** Opening SELECTED PASSAGE block **

Stretching 600 km along the southwestern border of China’s Yunnan Province is the Gaoligong Shan (GLGS) range; a dramatic landscape of steep mountains, rushing rivers, and deep ravines. In the spirit of multidisciplinary international collaboration, scientists from the California Academy of Sciences (CAS) and the Chinese Academy of Sciences have participated in the first long-term, comprehensive biological exploration of this remote area since 1998. Funding from The National Science Foundation (Biotic Surveys and Inventories) and the MacArthur Foundation has allowed the project participants from almost every CAS research department join their Chinese colleagues in Yunnan twice a year to inventory the diverse biota of the Gaoligongshan region. Through this interactive website, you are invited to explore the areas surveyed by the project scientists, what organisms they collected, and why it is critical to survey the biodiversity of the Gaoligong Shan mountains.
In addition to generating extensive natural history museum collections for all institutions involved, the Gaoligong Shan Biodiversity Survey is making the results of the survey available online through this website and interactive maps.

** Closing SELECTED PASSAGE block **

◆ WHAT YOU HAVE TO DO ◆
Copy the Gaoligong Shan passage from the words "In addition to" through "and interactive maps.", swapping "interactive maps" for "digital maps".

** Opening INFORMATION GIVEN block **

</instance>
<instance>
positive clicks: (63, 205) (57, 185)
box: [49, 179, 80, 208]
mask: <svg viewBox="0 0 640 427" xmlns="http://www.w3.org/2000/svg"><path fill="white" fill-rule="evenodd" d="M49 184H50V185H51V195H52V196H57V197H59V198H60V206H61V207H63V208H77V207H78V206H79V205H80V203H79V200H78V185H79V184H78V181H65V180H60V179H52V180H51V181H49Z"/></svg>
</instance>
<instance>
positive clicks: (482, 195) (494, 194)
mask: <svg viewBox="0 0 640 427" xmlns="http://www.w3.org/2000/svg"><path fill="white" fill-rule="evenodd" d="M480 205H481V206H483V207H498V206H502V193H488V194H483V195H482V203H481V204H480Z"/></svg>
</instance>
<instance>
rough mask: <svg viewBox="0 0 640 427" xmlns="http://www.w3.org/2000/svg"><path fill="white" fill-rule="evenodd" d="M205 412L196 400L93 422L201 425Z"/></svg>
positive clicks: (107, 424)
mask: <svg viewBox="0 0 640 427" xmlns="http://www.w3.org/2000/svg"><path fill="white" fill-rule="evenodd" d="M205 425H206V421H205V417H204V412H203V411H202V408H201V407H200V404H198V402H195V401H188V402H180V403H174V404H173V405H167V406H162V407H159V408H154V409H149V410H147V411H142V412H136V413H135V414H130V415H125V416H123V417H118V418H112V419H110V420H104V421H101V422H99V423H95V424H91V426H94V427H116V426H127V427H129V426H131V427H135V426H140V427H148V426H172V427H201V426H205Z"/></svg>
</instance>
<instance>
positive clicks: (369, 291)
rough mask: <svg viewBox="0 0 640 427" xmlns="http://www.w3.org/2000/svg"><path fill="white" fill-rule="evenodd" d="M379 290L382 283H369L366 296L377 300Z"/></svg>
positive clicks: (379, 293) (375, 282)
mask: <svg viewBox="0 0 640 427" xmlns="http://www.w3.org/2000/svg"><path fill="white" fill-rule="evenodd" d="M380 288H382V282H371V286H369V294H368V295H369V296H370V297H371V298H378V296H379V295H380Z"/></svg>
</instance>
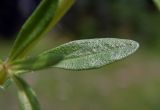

** Closing INFORMATION GIVEN block **

◆ SOLVED PROBLEM ◆
In addition to generating extensive natural history museum collections for all institutions involved, the Gaoligong Shan Biodiversity Survey is making the results of the survey available online through this website and digital maps.